## Exercise
Resume the blog notes comparing collections in C++ and Java, picking up right after their last numbered point about arrays.

## Provided passage
+===+

Ben Chuanlong Du's Blog

It is never too late to learn.

Comparison of Collections in C++ and Java

Things on this page are fragmentary and immature notes/thoughts of the author. Please read with your own judgement!

Plain Old Array

  1. The length/size of array is as in the declaration. Each element of the array is initialized to the default value (null for object).

  2. Array in Java does not have a size method, but it has a length member. This is because the length of an array won't change. Since String in Java is immutable, a string also has a length method instead of size method. But I think there inconsistent here, they should make String has a length member.

  3. Array in Java is both static and dynatic while array is C/C++ is static. Because array is Java is actually object, so the memory is managed automatically. In C++, array is not object, if you want to make it dynamic, you must manage memory automatically.

  4. You almost never need to use array is C++. You can use vector instead of array.

+===+

## Raw data
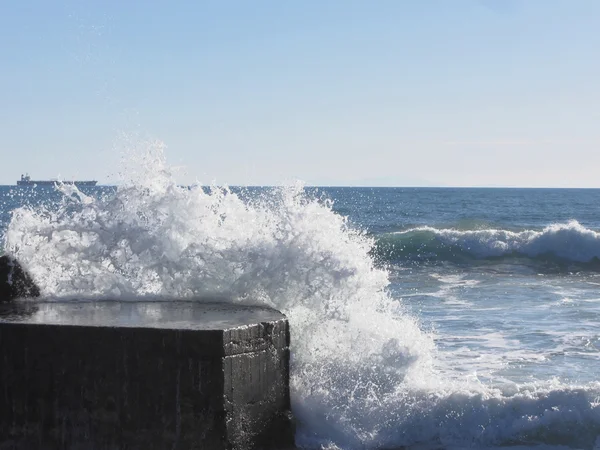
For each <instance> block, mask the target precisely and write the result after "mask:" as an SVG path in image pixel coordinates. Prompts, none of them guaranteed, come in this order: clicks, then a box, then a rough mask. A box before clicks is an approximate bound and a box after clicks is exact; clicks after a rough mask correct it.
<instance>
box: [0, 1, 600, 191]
mask: <svg viewBox="0 0 600 450" xmlns="http://www.w3.org/2000/svg"><path fill="white" fill-rule="evenodd" d="M1 11H2V13H1V14H0V24H1V25H2V26H1V29H0V35H1V37H2V39H1V40H0V61H2V67H3V70H2V71H0V96H1V98H2V102H0V124H1V125H0V126H1V127H2V128H1V130H2V137H3V140H2V143H1V144H0V149H1V151H2V157H3V158H2V164H0V184H14V183H15V181H16V180H17V179H18V178H19V176H20V175H21V174H22V173H25V172H28V173H29V174H30V175H31V176H32V178H37V179H48V178H55V177H59V176H60V177H62V178H63V179H65V180H69V179H73V178H77V179H97V180H98V181H99V182H100V183H102V184H114V183H116V182H118V178H119V177H118V172H119V170H120V164H119V161H120V158H121V153H122V151H123V150H126V149H127V147H128V146H129V145H130V144H131V143H132V142H133V143H134V144H135V145H138V146H139V145H142V144H140V142H144V141H145V140H148V139H152V140H154V139H158V140H161V141H162V142H164V143H165V144H166V146H167V150H166V156H167V160H168V162H169V164H172V165H173V166H182V167H184V169H183V170H181V171H180V172H179V174H178V176H177V180H178V182H180V183H182V184H191V183H194V182H196V181H199V182H202V183H205V184H206V183H211V182H212V181H216V182H217V183H219V184H229V185H246V184H250V185H279V184H286V183H290V182H293V181H295V180H297V179H300V180H303V181H304V182H306V184H308V185H321V186H325V185H327V186H331V185H363V186H364V185H373V186H377V185H379V186H389V185H397V186H496V187H497V186H510V187H517V186H521V187H600V178H599V177H598V175H597V168H598V167H599V166H600V152H599V151H598V147H599V144H600V132H599V131H598V126H597V124H598V122H599V119H600V98H599V97H600V95H599V92H598V89H597V87H596V84H597V79H598V77H599V76H600V62H599V61H598V58H597V57H596V56H597V49H598V48H600V35H599V34H598V32H597V30H598V29H600V3H598V2H596V1H593V0H581V1H576V2H567V1H561V0H546V1H543V0H531V1H525V0H520V1H519V0H506V1H493V0H461V1H457V2H443V1H433V0H426V1H421V2H410V3H409V2H397V1H394V0H380V1H378V2H374V3H367V2H362V1H359V0H347V1H342V0H331V1H329V2H326V3H322V2H317V1H314V0H308V1H305V2H301V3H300V2H299V3H289V2H274V1H257V2H252V3H251V4H250V3H243V2H221V1H206V2H201V3H198V4H195V3H192V2H189V3H188V2H176V3H168V2H158V1H157V2H148V3H144V2H137V1H136V2H129V3H127V4H122V3H120V2H116V1H114V0H110V1H107V2H102V3H98V4H81V3H80V2H76V1H75V0H59V1H58V2H53V3H48V2H44V1H42V0H26V1H23V2H18V3H17V2H10V3H7V4H4V5H3V6H2V9H1Z"/></svg>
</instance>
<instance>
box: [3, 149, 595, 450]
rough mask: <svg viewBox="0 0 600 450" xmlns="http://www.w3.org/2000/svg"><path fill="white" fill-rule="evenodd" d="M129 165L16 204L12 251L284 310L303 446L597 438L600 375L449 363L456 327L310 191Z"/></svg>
mask: <svg viewBox="0 0 600 450" xmlns="http://www.w3.org/2000/svg"><path fill="white" fill-rule="evenodd" d="M127 173H130V174H132V175H131V178H130V179H127V178H126V179H124V180H123V183H122V184H121V185H120V186H119V187H118V188H117V189H116V190H115V191H114V192H112V193H109V194H108V195H105V196H100V197H98V198H97V197H94V196H87V195H85V194H84V193H82V192H81V191H80V190H79V189H77V188H75V187H73V186H69V185H62V186H59V187H58V189H59V190H60V191H61V192H62V199H61V200H60V202H59V203H58V204H55V205H53V206H38V207H23V208H19V209H17V210H15V211H14V212H13V214H12V219H11V221H10V224H9V226H8V229H7V232H6V237H5V240H6V241H5V246H6V248H7V250H8V251H10V252H11V253H13V254H15V255H16V256H17V257H18V258H19V260H20V261H21V262H22V263H23V265H24V266H25V267H26V268H27V269H28V270H29V271H30V273H31V274H32V276H33V277H34V278H35V280H36V281H37V282H38V283H39V285H40V287H41V288H42V290H43V294H44V295H46V296H49V297H58V298H62V297H81V296H85V297H90V296H91V297H111V298H119V299H123V300H128V299H131V298H134V297H139V296H146V297H160V298H169V297H179V298H181V297H183V298H189V299H199V298H203V297H206V296H214V295H219V296H223V297H227V298H228V299H230V300H231V301H235V302H245V303H261V304H266V305H270V306H274V307H276V308H278V309H280V310H282V311H283V312H284V313H286V314H287V315H288V317H289V318H290V322H291V326H292V377H291V388H292V403H293V411H294V414H295V415H296V417H297V419H298V437H297V440H298V444H299V445H301V446H305V447H309V448H319V447H321V446H324V447H327V448H332V449H333V448H342V449H375V448H394V447H399V446H418V445H424V446H426V447H433V448H439V447H444V448H465V447H489V446H503V445H516V444H520V445H536V444H551V445H568V446H570V447H578V448H592V446H593V444H594V443H595V442H596V439H597V435H599V434H600V408H599V405H600V401H599V399H600V389H599V386H598V384H596V383H592V384H588V385H582V386H575V385H566V384H563V383H561V382H560V381H559V380H550V381H547V382H541V381H538V382H531V383H529V384H516V383H512V384H508V385H495V386H492V385H488V384H484V383H482V382H480V381H479V380H478V378H477V376H476V374H475V375H474V374H465V373H462V372H461V371H460V370H456V368H455V367H453V364H452V362H450V363H449V364H447V367H446V366H444V367H441V366H442V365H444V364H445V363H444V362H442V360H440V359H439V358H436V349H435V346H434V344H433V342H434V338H435V339H443V336H433V335H429V334H427V333H424V332H422V331H421V330H420V329H419V327H418V324H417V321H416V320H415V319H414V318H412V317H411V316H410V315H408V314H407V313H406V311H405V310H404V306H403V304H402V302H401V300H400V299H393V298H391V297H390V295H389V293H388V291H387V289H388V274H387V273H386V271H385V270H383V269H381V268H378V267H377V266H375V265H374V263H373V260H372V258H371V257H370V252H372V251H373V245H374V240H373V239H372V238H370V237H368V236H367V235H365V234H364V233H363V232H361V231H360V230H356V229H354V228H352V227H351V226H349V224H348V222H347V220H346V219H345V218H344V217H342V216H340V215H337V214H335V213H334V212H333V211H332V205H331V203H329V202H327V201H325V202H323V201H319V200H316V199H315V198H313V197H310V196H307V195H306V194H305V192H304V190H303V188H302V186H300V185H299V186H292V187H288V188H281V189H272V190H263V191H262V194H256V195H255V194H251V193H249V194H248V195H238V194H236V193H235V192H232V191H231V190H229V189H227V188H222V187H212V188H209V189H203V188H201V187H192V188H188V187H181V186H178V185H177V184H176V183H175V182H174V180H173V177H172V175H171V173H170V168H169V167H168V165H167V164H166V162H165V160H164V155H163V149H162V147H161V146H160V145H159V146H154V147H151V148H150V149H149V150H148V153H147V154H146V155H144V158H143V159H142V162H140V163H139V164H138V165H135V164H134V167H131V168H129V169H127V170H126V171H125V172H124V174H127ZM549 235H550V234H549ZM456 366H459V367H460V364H459V363H456ZM439 369H443V370H439ZM440 373H443V374H444V376H441V375H439V374H440ZM466 375H469V376H468V377H466ZM421 448H422V447H421Z"/></svg>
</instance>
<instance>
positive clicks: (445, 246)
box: [374, 221, 600, 263]
mask: <svg viewBox="0 0 600 450" xmlns="http://www.w3.org/2000/svg"><path fill="white" fill-rule="evenodd" d="M374 251H375V254H376V255H377V256H378V257H380V258H383V259H385V260H390V261H398V260H430V261H437V260H442V261H457V262H461V261H463V262H464V261H469V260H473V259H495V258H503V257H525V258H531V259H538V260H553V261H556V262H561V261H562V262H575V263H594V262H596V263H597V262H600V261H599V258H600V232H597V231H594V230H591V229H589V228H585V227H584V226H583V225H581V224H580V223H578V222H577V221H571V222H568V223H562V224H553V225H550V226H547V227H546V228H544V229H543V230H523V231H511V230H502V229H479V230H458V229H453V228H446V229H438V228H434V227H429V226H424V227H416V228H411V229H408V230H404V231H399V232H396V233H390V234H386V235H381V236H379V237H378V238H377V247H376V249H375V250H374Z"/></svg>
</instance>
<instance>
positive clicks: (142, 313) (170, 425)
mask: <svg viewBox="0 0 600 450" xmlns="http://www.w3.org/2000/svg"><path fill="white" fill-rule="evenodd" d="M288 347H289V329H288V323H287V320H286V319H285V317H284V316H283V315H282V314H281V313H279V312H277V311H275V310H272V309H267V308H262V307H243V306H234V305H227V304H221V303H201V302H174V301H169V302H109V301H103V302H68V303H56V302H48V303H44V302H33V301H19V302H15V303H12V304H4V305H0V449H5V448H9V449H19V450H20V449H94V450H97V449H140V450H141V449H161V450H162V449H203V450H209V449H251V448H257V449H258V448H260V449H263V448H278V449H280V448H287V447H292V446H293V424H292V419H291V414H290V399H289V384H288V382H289V380H288V375H289V374H288V370H289V348H288Z"/></svg>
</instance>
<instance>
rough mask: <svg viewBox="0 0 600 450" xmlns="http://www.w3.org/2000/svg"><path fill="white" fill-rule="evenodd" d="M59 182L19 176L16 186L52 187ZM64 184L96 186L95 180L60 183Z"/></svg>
mask: <svg viewBox="0 0 600 450" xmlns="http://www.w3.org/2000/svg"><path fill="white" fill-rule="evenodd" d="M58 182H59V180H32V179H31V177H30V176H29V175H21V179H20V180H17V186H34V185H37V186H54V184H55V183H58ZM62 182H63V183H65V184H75V186H96V183H98V182H97V181H96V180H88V181H62Z"/></svg>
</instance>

+===+

## Exercise response
Class Collections

  1. If you create a vector/list in C++ using the constructor taking a capacity parameter, the vector/list is fully initialized, i.e., every element of the vector/list is initialized. This is different from Java. If you create an ArrayList in Java using the constructor taking a capacity parameter, there's no element in the ArrayList, i.e., the ArrayList is empty, not to mention initialization of elements. The difference is because, an element of a vector/list in C++ is an object and it must have a valid value while an element of an ArrayList in in Java is a reference. A reference not necessarily has a valid value. Rather than initialize every element to be null, Java is lazy not to do anything.